====== Text shown ======

Ever since we watched them roll into our neighborhoods and downtown streets, food trucks have owned us. Our heads turn. Our stomachs growl. And, no matter how long the line, we’re there knowing it’s worth the wait.

Food trucks are a reason for celebration. Just ask Shontae Jackson, chef/owner of Steel Magnolia Food Truck and Catering. Jackson put in the effort to get her truck. From a young age, she wanted to own a restaurant.

“My mother signed my work permit so that I could get a job at Kendal (at Oberlin) when I was 14,” she says.

After high school she spent seven years at Mercy Health working as a nutritional coordinator managing a staff of 15, helping the cooking line, monitoring trays and matching patients’ food with their dietary restrictions.

Jackson never lost sight of her dream. Recognizing the need for a formal education, she registered in the culinary arts program at Lorain County Community College.

“I took some time off to be a mom but went back to school,” she says. That’s when her energy kicked in.

Jackson returned to Kendal at Oberlin. This time, she was a specialty chef. “I piloted a program based on using previously prepared food and preventing waste. I’d add different flavors and create new items.” The residents loved it. They were excited about the introduction of crab rangoon, watermelon and prosciutto-wrapped asparagus, shepherd’s pie with beef tenderloin and leg of lamb gyros.

Jackson began attending seminars conducted by the NEO LaunchNET to learn to operate a business. At one session, she struck up a conversation with Lee Kolz, past director of NEO LaunchNET. A former attorney, Kolz mentioned that a coworker was friendly with Matthew Dooley, the owner of a food truck that was sitting idle. Jackson saw her opportunity.

“When I saw the truck, I fell in love. It was shiny and new. Everything worked.” Well, almost everything. In addition to helping her learn the ropes of operating the truck, Dooley also repaired a frozen pipe.

======

▶ **Exercises**
(1) Sum up the article on Shontae Jackson and her food truck in three sentences.
(2) Repeat the article on Shontae Jackson's food truck word for word, everything from "After high school" down to "their dietary restrictions.".
(3) Write the next part of the article on Shontae Jackson and her food truck, starting after its last sentence.

====== Records supplied ======

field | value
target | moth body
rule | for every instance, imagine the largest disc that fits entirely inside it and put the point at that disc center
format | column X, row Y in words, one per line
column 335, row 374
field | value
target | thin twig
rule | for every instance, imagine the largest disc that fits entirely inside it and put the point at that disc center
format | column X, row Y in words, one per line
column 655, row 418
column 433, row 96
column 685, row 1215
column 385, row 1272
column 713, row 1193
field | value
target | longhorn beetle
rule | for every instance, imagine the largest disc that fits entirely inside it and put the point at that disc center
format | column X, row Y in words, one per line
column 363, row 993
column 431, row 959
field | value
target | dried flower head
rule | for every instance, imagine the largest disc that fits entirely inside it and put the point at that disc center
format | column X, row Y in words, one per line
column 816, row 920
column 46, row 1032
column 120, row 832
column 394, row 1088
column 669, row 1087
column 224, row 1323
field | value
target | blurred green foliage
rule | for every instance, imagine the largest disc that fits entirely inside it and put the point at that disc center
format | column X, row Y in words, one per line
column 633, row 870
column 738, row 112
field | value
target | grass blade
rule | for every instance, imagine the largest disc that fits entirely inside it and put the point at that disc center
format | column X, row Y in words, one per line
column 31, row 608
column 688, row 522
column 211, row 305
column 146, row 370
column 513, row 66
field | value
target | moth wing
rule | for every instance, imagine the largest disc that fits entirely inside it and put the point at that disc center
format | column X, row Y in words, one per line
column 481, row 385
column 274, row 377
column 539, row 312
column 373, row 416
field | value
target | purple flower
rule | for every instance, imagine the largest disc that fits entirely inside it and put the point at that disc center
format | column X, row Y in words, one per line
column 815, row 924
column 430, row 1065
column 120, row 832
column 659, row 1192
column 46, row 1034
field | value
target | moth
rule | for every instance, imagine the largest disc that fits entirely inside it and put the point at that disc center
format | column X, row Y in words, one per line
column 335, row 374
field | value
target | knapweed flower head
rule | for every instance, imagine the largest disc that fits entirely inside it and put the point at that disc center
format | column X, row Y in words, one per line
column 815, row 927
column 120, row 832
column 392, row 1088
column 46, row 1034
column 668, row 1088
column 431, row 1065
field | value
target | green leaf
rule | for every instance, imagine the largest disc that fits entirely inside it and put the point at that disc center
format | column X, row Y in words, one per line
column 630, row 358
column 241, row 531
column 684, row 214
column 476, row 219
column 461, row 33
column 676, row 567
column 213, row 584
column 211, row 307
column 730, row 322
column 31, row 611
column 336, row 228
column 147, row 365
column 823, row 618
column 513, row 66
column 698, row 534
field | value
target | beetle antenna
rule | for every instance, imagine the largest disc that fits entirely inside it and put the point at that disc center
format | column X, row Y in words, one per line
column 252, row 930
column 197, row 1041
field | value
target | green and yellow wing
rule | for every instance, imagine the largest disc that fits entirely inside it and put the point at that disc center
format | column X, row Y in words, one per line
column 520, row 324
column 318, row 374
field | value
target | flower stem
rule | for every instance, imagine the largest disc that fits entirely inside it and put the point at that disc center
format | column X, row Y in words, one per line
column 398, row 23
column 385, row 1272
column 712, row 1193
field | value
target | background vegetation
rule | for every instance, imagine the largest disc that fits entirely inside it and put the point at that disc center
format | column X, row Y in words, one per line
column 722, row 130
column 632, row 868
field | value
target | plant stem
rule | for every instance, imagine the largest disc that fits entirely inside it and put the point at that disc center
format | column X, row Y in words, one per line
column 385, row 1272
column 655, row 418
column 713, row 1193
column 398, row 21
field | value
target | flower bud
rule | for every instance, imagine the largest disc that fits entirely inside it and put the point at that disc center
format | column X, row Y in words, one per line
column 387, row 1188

======

▶ **Results of the exercise**
(1) Food trucks draw eager crowds, and Shontae Jackson, chef/owner of Steel Magnolia Food Truck and Catering, worked hard to get hers after wanting to own a restaurant from a young age. She got a job at Kendal at Oberlin at 14, spent seven years as a nutritional coordinator at Mercy Health, and studied culinary arts at Lorain County Community College before returning to Kendal as a specialty chef, where she piloted a program that reused previously prepared food to prevent waste. While attending NEO LaunchNET seminars on running a business, she learned through Lee Kolz of Matthew Dooley's idle food truck, fell in love with it, and got Dooley's help learning to run it.

(2)
After high school she spent seven years at Mercy Health working as a nutritional coordinator managing a staff of 15, helping the cooking line, monitoring trays and matching patients’ food with their dietary restrictions.

(3)
With financial help from family and friends, she was in business.

“So many people helped me every step of the way,” she says. “They helped me with my dream. People believed in my story.”

Word of Jackson’s internationally inspired cuisine spread quickly. She began catering private events and launched the food truck program at Oberlin College. She continues to gain support from Lorain County Community College while also working some campus events. On the Rocks, a climbing facility in Amherst, invited her to bring her food truck to the facility, and she participated in the Elyria Home and Garden Show and the Huron Herb Fest.

Now, the mother of three says her children marvel at her success. “For my children to see how this happened and how windows opened for me is the best.” Jackson’s 17-year-old daughter and mother work with her on the truck. Her 13-year-old son works in the kitchen. And, her 7-year-old son washes vegetables. “He’s the boss,” she says.

As for the restaurant? Stay tuned. “It will probably happen within five years. I want the plates, the beautiful surroundings. I can’t do that on a truck.”

“I’m always inspired,” she adds. That remains her inspiration.